Mucho se ha comentado lo que ocurre en China, donde es imposible dar un paso fuera de casa sin que en seguida una cámara de vigilancia capte los datos biométricos de cualquier persona en la milésima parte de un segundo.
En un experimento de la BBC hace unos años, se pudo localizar a un periodista británico, que se había identificado de forma experimental como malhechor, en menos de 10 minutos. El sistema funciona en cualquier urbe china.
Pensar que esto no es posible en Europa, porque tenemos leyes de protección de datos, es vivir fuera de la realidad.
Sin embargo este sistema de vigilancia tiene un efecto curioso: los ciudadanos chinos viven en medio de la pandemia una vida completamente normal sin necesidad de estar encerrados en sus casas, sufrir un comercio a media velocidad, restricciones de movimientos y reglas que cambian cada tres días. Y a quien no le gusta el ejemplo de China: lo mismo se aplica a una serie de países como Taiwán, Japón, Corea del Sur y Singapur.
Sí, es verdad: la tecnología digital puede convertir el famoso pasaje de la marca de la bestia de Apocalipsis en una realidad. Estamos a un paso de la implementación de divisas digitales controladas por los bancos centrales con todo lo que esto puede implicar: poder comprar y vender, ser regulado por un sistema de puntos que premian a ciudadanos buenos y castigan a los malos según el criterio del gobierno de turno ya es completamente viable. Pero una dictadura totalitaria al estilo de Hitler, Stalin, Mao o Pol Pot no era más agradable que una que usa todas las tecnologías del siglo XXI.
Y esto me lleva a una conclusión: con todo lo que he intentado describir, no debemos olvidar una cosa que debería hacernos reflexionar: las tecnologías no tienen ideología y dependen de quien las maneja.

**Enunciado**
Extrae completo el texto sobre la vigilancia digital, de la primera a la última palabra y sin alterar nada.

**Bloque de datos**
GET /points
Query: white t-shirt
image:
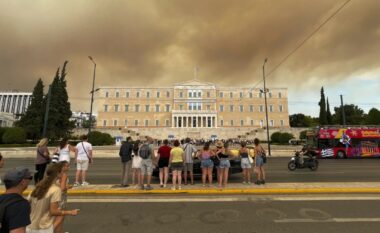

**Respuesta**
Mucho se ha comentado lo que ocurre en China, donde es imposible dar un paso fuera de casa sin que en seguida una cámara de vigilancia capte los datos biométricos de cualquier persona en la milésima parte de un segundo.
En un experimento de la BBC hace unos años, se pudo localizar a un periodista británico, que se había identificado de forma experimental como malhechor, en menos de 10 minutos. El sistema funciona en cualquier urbe china.
Pensar que esto no es posible en Europa, porque tenemos leyes de protección de datos, es vivir fuera de la realidad.
Sin embargo este sistema de vigilancia tiene un efecto curioso: los ciudadanos chinos viven en medio de la pandemia una vida completamente normal sin necesidad de estar encerrados en sus casas, sufrir un comercio a media velocidad, restricciones de movimientos y reglas que cambian cada tres días. Y a quien no le gusta el ejemplo de China: lo mismo se aplica a una serie de países como Taiwán, Japón, Corea del Sur y Singapur.
Sí, es verdad: la tecnología digital puede convertir el famoso pasaje de la marca de la bestia de Apocalipsis en una realidad. Estamos a un paso de la implementación de divisas digitales controladas por los bancos centrales con todo lo que esto puede implicar: poder comprar y vender, ser regulado por un sistema de puntos que premian a ciudadanos buenos y castigan a los malos según el criterio del gobierno de turno ya es completamente viable. Pero una dictadura totalitaria al estilo de Hitler, Stalin, Mao o Pol Pot no era más agradable que una que usa todas las tecnologías del siglo XXI.
Y esto me lleva a una conclusión: con todo lo que he intentado describir, no debemos olvidar una cosa que debería hacernos reflexionar: las tecnologías no tienen ideología y dependen de quien las maneja.